**Records to process**:
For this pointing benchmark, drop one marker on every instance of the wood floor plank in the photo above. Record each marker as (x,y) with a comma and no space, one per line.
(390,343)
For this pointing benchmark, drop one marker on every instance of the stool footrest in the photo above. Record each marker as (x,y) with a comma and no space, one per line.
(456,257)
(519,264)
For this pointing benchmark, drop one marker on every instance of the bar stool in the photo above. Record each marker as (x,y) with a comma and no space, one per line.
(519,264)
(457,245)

* * *

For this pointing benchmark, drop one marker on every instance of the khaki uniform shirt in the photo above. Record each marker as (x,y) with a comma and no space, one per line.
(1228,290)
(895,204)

**Task to complete**: From the data above, list every line that contains the string "stool", treating uppercase and lowercase as different.

**Completed exercise**:
For this pointing benchmark, drop one marker on every instance of the stool footrest in the photo above. Record each marker as (x,y) with a comma and no space, one per line.
For this pointing benchmark, drop one marker on every instance of the bar stool in the photo above. Record each marker as (x,y) with a comma and no space, one per line.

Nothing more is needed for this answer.